··· Given text
Experiment
Newton As An Experimental Philosopher
Newton famously claimed that hypotheses are not admissible in natural philosophy. The proper method of inference was deduction from the phenomena:
whatever is not deduced from the phenomena is to be called an hypothesis; and hypotheses, whether metaphysical or physical, whether of occult qualities or mechanical, have no place in experimental philosophy. In this philosophy, particular propositions are inferred from the phenomena, and afterwards rendered general by induction. (p. 547)
As several historians and philosophers of science have pointed out, however, there was a gap between Newton's methodological pronouncements and his actual scientific work. Newton himself frequently made use of hypotheses. His various deductions from the phenomena relied on various theoretical assumptions, and thus the "deduced" propositions were not, strictly speaking, deduced from the phenomena.
Newton was a prominent member of the Royal Society, and its president from 1703 until his death. His main experimental contributions concerned the mathematical science of optics. In his experimental work Newton attempted to come up with "crucial experiments" that would enable him to choose among competing hypotheses of the phenomena under investigation. Robert Hooke (1635–1703), in his Micrographia (1665), coined the term experimentum crucis.
······
··· Entries shown
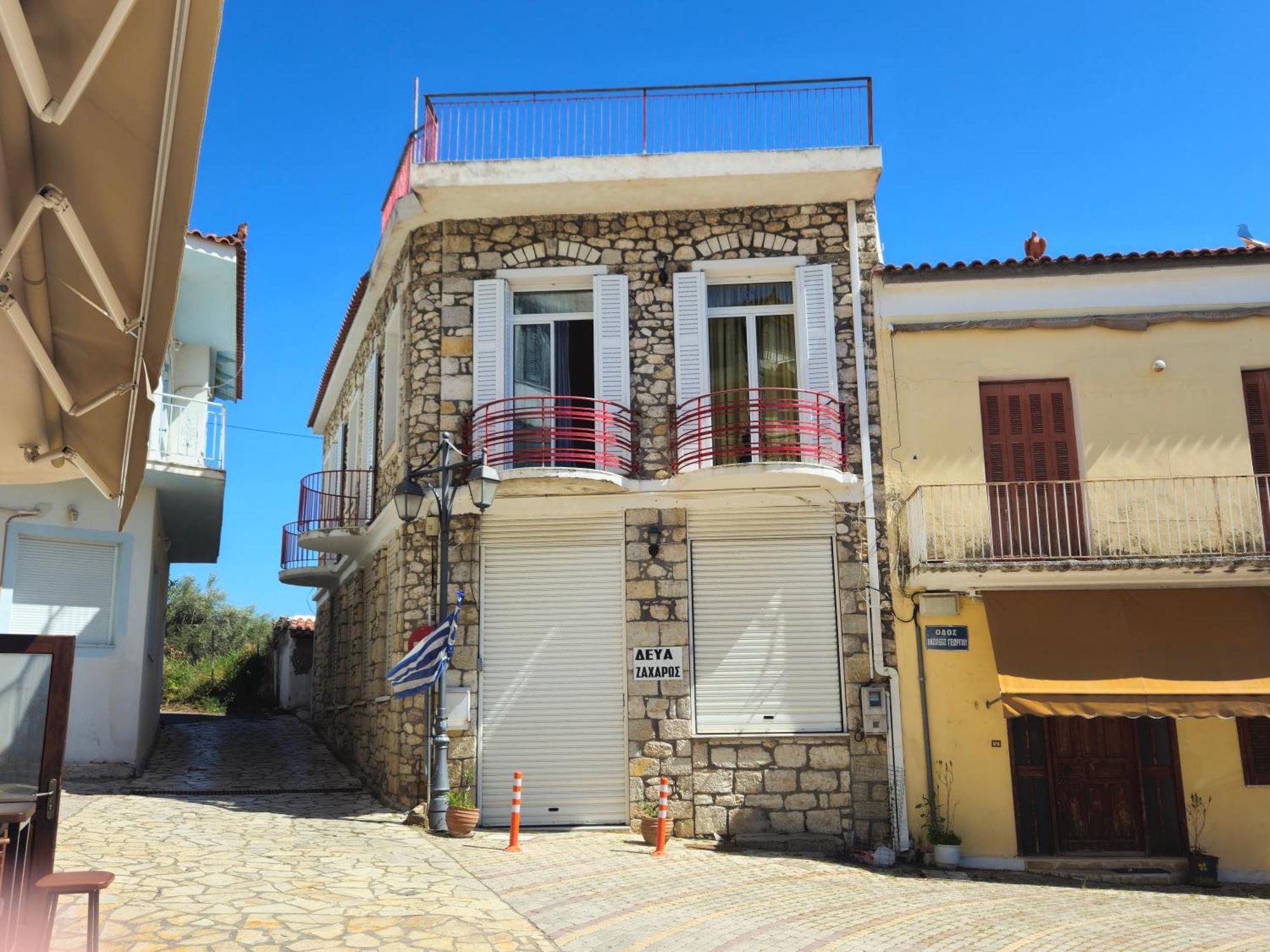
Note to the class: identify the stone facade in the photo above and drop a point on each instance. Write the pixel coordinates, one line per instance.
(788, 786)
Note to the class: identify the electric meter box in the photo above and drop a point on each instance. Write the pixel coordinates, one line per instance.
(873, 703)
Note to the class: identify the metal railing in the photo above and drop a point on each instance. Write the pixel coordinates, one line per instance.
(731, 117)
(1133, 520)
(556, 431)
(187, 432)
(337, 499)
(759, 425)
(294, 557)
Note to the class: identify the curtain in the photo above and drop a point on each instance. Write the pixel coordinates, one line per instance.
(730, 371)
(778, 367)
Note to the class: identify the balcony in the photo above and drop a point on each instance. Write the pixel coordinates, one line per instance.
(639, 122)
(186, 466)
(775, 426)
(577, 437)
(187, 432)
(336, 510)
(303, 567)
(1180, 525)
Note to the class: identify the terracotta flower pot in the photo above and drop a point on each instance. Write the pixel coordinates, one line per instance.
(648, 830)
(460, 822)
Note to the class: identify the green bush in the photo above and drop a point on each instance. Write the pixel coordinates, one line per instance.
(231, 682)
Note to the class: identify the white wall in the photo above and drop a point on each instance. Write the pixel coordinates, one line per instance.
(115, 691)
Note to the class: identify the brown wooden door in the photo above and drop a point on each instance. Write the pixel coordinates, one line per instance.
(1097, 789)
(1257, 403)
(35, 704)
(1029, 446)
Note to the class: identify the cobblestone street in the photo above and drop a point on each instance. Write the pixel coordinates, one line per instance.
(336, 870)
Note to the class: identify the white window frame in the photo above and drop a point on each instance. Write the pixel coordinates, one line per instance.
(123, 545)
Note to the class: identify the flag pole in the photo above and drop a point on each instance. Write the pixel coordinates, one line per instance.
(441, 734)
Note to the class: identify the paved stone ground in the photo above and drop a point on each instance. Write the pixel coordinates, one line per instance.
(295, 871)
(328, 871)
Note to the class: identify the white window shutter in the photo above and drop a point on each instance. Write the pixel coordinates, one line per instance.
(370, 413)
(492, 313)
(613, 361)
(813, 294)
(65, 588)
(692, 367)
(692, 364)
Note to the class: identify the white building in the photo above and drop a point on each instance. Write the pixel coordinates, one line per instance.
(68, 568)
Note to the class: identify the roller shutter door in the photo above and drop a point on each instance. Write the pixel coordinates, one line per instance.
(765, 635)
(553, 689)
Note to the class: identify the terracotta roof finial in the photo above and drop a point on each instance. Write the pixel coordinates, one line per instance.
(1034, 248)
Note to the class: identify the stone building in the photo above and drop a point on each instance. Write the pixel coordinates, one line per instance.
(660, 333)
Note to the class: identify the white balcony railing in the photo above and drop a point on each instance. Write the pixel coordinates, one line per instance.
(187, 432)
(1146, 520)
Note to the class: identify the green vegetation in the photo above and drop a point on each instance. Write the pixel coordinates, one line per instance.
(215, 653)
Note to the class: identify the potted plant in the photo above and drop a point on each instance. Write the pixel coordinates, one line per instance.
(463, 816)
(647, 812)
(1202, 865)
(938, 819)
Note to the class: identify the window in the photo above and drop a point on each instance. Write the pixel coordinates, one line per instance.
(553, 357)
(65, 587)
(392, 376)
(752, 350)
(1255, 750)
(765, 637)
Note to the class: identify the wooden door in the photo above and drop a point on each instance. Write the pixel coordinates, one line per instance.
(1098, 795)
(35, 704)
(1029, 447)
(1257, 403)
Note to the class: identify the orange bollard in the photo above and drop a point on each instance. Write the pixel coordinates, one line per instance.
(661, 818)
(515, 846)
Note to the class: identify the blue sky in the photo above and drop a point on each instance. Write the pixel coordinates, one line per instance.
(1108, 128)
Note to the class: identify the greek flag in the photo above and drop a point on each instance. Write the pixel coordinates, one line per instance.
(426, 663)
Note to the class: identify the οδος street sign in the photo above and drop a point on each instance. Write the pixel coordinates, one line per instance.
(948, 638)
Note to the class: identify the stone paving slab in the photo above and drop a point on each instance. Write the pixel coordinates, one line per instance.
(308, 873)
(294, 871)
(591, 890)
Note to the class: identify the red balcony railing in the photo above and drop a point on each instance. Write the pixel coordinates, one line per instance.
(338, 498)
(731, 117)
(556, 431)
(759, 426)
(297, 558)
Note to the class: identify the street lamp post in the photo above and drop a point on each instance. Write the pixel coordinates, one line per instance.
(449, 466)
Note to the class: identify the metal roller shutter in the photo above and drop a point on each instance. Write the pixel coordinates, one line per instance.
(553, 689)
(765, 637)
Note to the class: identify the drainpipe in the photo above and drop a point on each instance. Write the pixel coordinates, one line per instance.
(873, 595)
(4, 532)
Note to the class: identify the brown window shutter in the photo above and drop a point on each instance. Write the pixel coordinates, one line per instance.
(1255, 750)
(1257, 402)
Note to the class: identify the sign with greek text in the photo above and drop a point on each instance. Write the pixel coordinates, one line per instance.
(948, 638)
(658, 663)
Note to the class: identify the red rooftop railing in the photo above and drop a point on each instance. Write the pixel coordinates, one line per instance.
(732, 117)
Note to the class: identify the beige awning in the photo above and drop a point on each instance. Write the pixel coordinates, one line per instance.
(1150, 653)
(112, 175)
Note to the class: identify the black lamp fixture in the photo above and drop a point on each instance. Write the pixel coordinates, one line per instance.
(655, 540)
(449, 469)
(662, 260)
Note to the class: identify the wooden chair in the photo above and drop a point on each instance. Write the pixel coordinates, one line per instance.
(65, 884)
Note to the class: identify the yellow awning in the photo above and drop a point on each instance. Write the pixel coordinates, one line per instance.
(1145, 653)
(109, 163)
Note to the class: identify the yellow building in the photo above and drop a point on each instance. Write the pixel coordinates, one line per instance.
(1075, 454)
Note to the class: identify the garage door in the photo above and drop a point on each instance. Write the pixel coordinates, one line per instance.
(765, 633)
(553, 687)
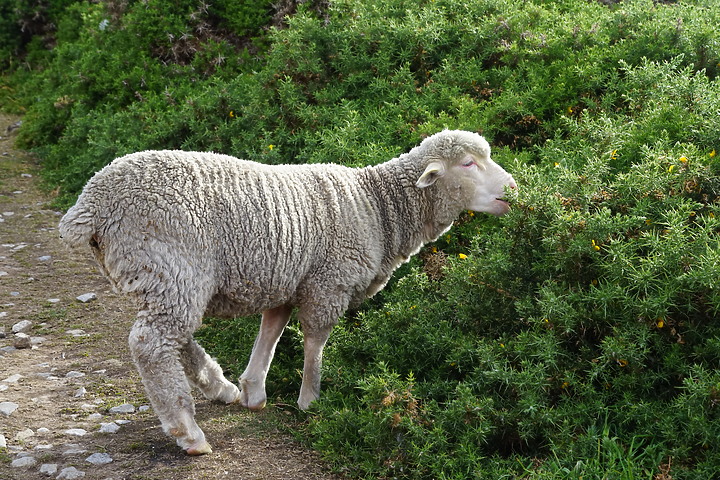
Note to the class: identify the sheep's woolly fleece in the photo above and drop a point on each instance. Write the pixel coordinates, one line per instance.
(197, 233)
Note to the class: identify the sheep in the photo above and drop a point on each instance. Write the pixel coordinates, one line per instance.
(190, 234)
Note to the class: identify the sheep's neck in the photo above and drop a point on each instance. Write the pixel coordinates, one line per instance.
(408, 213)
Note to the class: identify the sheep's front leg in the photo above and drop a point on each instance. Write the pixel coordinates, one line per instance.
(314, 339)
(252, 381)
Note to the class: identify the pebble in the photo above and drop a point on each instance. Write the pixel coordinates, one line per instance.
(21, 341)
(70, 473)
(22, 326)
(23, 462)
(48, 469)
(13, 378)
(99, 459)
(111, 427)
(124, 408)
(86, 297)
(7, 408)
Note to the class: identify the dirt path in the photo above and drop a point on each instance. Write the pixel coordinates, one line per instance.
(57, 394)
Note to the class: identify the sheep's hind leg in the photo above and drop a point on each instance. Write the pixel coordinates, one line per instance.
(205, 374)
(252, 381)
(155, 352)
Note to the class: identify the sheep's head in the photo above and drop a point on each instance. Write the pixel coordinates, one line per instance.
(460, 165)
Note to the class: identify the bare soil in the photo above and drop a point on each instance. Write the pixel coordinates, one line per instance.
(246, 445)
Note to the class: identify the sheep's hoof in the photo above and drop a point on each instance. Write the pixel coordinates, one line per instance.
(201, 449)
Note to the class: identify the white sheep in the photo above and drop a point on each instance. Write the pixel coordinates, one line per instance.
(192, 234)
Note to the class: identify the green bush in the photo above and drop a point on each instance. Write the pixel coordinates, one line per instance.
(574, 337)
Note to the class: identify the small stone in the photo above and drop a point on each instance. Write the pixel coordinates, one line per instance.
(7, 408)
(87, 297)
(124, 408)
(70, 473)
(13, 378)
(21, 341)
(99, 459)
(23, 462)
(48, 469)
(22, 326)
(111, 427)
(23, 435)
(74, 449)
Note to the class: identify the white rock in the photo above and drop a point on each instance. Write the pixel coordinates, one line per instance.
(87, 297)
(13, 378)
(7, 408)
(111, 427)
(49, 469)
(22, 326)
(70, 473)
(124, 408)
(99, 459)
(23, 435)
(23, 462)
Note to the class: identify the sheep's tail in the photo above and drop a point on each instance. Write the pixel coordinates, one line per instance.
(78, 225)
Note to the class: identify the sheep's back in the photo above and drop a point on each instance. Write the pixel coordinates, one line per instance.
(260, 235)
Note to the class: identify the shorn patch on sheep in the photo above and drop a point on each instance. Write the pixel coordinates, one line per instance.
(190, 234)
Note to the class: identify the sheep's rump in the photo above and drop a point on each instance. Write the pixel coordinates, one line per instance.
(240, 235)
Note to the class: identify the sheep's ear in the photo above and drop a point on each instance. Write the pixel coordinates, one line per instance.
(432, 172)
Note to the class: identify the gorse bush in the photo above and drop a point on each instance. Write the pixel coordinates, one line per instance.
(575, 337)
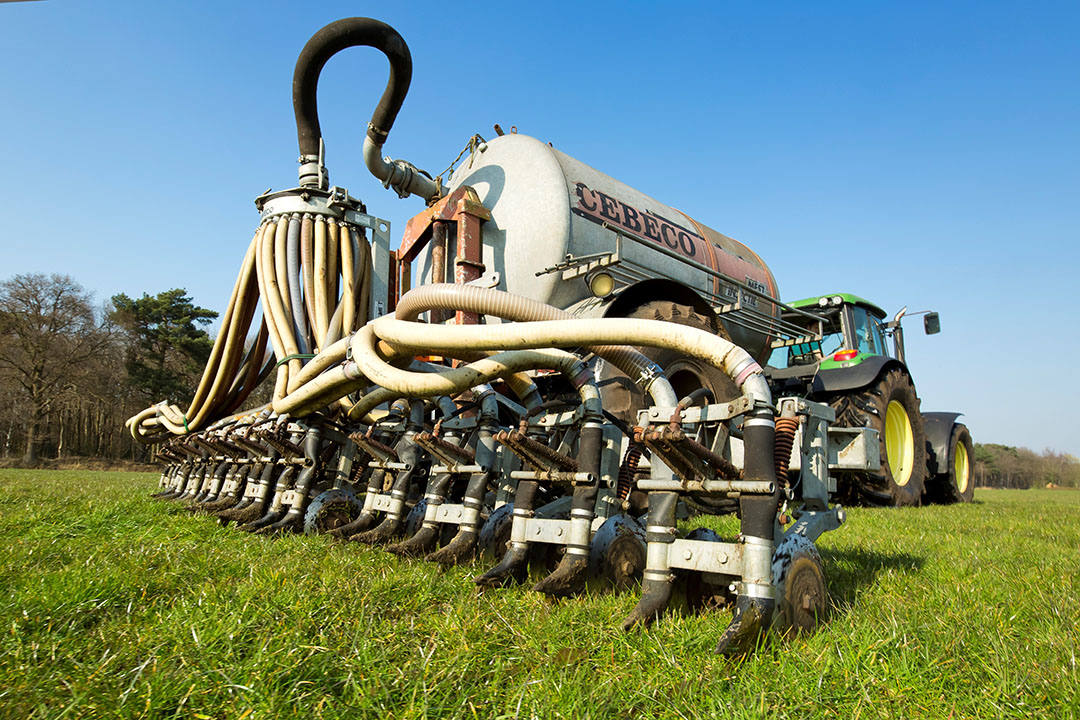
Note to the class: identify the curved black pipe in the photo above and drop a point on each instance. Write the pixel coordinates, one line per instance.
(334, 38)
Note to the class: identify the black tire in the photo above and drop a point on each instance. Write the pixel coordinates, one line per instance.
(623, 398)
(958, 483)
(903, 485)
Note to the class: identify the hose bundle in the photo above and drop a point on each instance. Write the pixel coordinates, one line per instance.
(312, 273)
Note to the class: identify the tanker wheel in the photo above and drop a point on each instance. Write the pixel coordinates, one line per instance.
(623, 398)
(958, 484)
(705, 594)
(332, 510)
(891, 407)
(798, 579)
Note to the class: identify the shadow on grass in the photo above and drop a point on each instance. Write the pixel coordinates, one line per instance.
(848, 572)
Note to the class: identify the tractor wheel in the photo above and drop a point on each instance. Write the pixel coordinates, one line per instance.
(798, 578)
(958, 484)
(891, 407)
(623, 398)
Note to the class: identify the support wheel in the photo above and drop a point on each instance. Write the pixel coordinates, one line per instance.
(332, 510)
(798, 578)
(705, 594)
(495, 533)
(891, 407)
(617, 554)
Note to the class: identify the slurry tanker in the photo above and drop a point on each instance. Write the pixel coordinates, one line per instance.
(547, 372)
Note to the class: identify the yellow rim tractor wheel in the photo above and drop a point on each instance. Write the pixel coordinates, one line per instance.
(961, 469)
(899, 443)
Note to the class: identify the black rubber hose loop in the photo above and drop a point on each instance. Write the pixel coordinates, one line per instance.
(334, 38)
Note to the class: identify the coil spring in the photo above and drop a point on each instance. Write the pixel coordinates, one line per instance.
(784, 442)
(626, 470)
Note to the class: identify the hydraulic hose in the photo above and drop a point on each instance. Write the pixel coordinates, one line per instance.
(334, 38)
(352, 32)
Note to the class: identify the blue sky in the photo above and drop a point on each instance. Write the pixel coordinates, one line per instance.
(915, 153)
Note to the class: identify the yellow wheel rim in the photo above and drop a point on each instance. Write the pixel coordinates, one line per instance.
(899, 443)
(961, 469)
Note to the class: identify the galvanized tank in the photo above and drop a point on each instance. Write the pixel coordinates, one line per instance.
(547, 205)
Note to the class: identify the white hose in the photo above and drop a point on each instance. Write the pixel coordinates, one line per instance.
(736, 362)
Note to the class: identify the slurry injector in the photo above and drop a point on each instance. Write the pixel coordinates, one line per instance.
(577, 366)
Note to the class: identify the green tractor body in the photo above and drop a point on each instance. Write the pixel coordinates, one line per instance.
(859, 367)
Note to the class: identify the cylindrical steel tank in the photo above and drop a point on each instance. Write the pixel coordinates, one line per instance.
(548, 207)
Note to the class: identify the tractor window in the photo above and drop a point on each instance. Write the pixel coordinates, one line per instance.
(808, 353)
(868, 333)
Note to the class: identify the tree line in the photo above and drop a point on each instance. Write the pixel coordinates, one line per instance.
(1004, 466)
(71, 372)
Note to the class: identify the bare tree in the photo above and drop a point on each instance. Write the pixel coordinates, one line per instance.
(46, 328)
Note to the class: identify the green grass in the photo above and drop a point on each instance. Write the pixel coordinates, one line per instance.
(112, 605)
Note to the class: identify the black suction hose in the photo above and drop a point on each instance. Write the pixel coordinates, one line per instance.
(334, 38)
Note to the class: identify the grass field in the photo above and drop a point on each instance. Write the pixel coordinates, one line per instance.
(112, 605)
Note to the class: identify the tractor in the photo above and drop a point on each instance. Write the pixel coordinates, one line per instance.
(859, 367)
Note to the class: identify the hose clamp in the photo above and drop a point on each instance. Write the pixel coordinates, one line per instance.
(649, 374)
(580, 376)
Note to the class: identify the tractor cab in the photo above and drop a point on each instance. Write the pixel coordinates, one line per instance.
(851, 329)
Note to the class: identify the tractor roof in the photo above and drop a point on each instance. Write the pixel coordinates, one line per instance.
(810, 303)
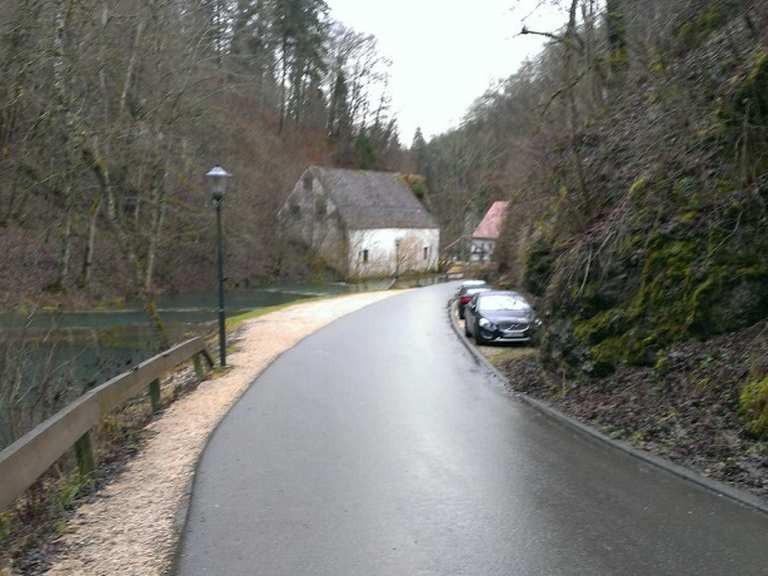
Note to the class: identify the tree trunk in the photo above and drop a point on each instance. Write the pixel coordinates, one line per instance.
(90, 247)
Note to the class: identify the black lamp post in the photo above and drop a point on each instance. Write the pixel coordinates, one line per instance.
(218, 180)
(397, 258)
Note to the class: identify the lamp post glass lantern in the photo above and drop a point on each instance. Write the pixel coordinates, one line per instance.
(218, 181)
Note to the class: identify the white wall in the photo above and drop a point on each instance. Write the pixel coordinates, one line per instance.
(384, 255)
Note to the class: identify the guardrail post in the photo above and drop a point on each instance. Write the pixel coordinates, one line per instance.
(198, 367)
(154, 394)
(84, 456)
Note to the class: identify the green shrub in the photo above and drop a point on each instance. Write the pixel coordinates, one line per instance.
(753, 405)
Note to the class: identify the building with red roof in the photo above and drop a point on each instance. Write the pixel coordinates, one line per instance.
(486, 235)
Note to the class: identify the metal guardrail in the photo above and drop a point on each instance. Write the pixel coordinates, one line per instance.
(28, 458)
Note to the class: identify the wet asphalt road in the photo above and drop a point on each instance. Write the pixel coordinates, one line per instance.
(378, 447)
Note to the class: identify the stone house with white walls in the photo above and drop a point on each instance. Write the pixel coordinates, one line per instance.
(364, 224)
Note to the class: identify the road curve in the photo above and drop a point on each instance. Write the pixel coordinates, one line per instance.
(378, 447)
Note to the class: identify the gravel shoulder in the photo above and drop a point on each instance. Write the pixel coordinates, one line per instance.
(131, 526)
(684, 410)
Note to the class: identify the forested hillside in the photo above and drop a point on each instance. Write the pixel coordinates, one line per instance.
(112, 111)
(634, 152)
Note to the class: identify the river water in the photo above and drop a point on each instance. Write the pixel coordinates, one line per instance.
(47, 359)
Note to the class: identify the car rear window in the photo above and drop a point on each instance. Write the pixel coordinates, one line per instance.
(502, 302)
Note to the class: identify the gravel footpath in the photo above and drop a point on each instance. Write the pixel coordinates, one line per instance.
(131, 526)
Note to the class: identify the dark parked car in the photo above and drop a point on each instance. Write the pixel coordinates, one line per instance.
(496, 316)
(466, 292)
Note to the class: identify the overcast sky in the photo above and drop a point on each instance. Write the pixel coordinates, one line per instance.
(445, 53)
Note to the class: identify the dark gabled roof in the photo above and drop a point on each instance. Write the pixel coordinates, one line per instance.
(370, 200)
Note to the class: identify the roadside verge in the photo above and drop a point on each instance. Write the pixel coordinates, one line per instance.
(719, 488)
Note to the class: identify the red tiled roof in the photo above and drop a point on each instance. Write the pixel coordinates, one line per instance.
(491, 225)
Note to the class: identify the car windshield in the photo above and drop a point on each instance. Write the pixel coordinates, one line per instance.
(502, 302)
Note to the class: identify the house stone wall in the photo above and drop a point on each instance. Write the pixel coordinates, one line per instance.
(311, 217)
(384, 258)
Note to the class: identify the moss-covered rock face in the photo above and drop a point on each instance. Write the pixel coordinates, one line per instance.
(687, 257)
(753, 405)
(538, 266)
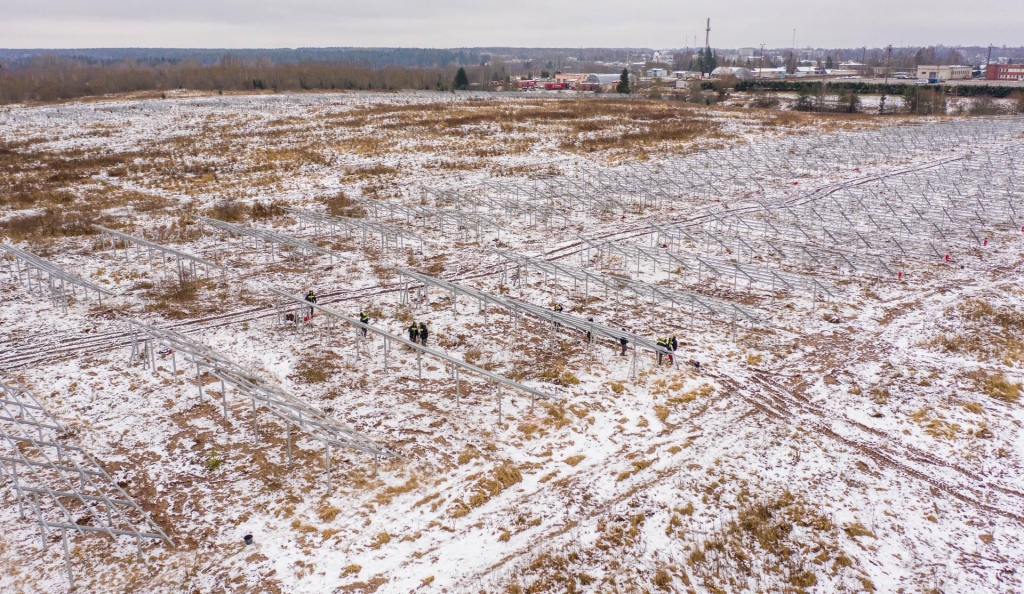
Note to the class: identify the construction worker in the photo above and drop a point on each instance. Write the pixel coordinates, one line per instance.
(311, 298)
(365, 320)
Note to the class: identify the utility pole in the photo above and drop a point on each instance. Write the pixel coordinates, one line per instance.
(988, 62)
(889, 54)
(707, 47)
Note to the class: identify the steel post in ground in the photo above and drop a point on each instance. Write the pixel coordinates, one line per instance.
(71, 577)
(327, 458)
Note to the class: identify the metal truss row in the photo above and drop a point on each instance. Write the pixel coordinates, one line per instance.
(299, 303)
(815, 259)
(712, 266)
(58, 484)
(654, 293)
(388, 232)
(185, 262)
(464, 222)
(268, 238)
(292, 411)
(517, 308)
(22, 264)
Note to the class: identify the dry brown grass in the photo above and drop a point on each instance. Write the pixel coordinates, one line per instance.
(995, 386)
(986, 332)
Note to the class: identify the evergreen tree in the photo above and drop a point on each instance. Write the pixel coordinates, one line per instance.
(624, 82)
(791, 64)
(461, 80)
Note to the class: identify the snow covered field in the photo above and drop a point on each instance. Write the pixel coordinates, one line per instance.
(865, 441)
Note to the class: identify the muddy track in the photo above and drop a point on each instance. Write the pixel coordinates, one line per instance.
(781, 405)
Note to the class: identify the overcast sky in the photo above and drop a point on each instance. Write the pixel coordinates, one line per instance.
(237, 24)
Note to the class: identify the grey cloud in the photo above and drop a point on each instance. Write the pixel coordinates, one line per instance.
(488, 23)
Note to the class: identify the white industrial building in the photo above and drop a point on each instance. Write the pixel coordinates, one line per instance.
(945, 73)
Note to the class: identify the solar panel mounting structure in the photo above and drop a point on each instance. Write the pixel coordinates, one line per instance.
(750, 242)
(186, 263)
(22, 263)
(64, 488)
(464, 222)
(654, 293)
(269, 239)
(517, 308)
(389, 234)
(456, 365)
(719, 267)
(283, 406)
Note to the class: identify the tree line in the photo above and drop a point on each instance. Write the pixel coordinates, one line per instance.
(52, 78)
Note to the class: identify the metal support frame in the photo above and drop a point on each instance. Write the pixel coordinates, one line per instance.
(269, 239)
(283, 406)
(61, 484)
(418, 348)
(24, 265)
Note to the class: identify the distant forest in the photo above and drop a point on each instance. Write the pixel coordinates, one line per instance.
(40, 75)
······
* Job 1
Transcribe the Newton passage between "As several historians" and "from the phenomena.", inclusive.
* Job 2
Name every kind of hypothesis that the quotation in the Newton passage says has no place in experimental philosophy.
* Job 3
Please write the next part of the Newton passage, picking up after its last sentence.
The material above was taken from a separate source.

* Written response 1
As several historians and philosophers of science have pointed out, however, there was a gap between Newton's methodological pronouncements and his actual scientific work. Newton himself frequently made use of hypotheses. His various deductions from the phenomena relied on various theoretical assumptions, and thus the "deduced" propositions were not, strictly speaking, deduced from the phenomena.

* Written response 2
Metaphysical, physical, of occult qualities, mechanical

* Written response 3
During the 1660s Newton carried out a series of experiments on light, using a familiar instrument, the prism. Based on those experiments, he concluded that light was a composite entity, consisting of distinct rays, whose refractive properties depended on their color. Newton reported the experiments he had carried out in a paper that was published in the Philosophical Transactions of the Royal Society in 1672, where he adopted the customary presentation style of the Royal Society. That paper got him involved in a prolonged controversy with Hooke, who was then the curator of experiments in the Royal Society, a controversy that lasted until 1678. Hooke did not dispute the results of Newton's experiments, which he managed to reproduce. Rather he challenged Newton's inferences from those results and, in particular, Newton's conclusions on the composition of light.
After that controversy Newton remained silent on optics until Hooke's death. He then published his experimental and theoretical investigations on light in Opticks (1704), a book that was written in the vernacular without the use of mathematics. In that book Newton developed a corpuscular theory of light, which encountered opposition in continental Europe. Newton took advantage of his presidency of the Royal Society and his ever-growing power to face that opposition. He directed the work of the official experimentalists of the Royal Society, Francis Hauksbee (c. 1666–1713) and John Desaguliers (1683–1744), who effectively promoted the Newtonian worldview through their experimental researches, public lecturing, and textbook writing.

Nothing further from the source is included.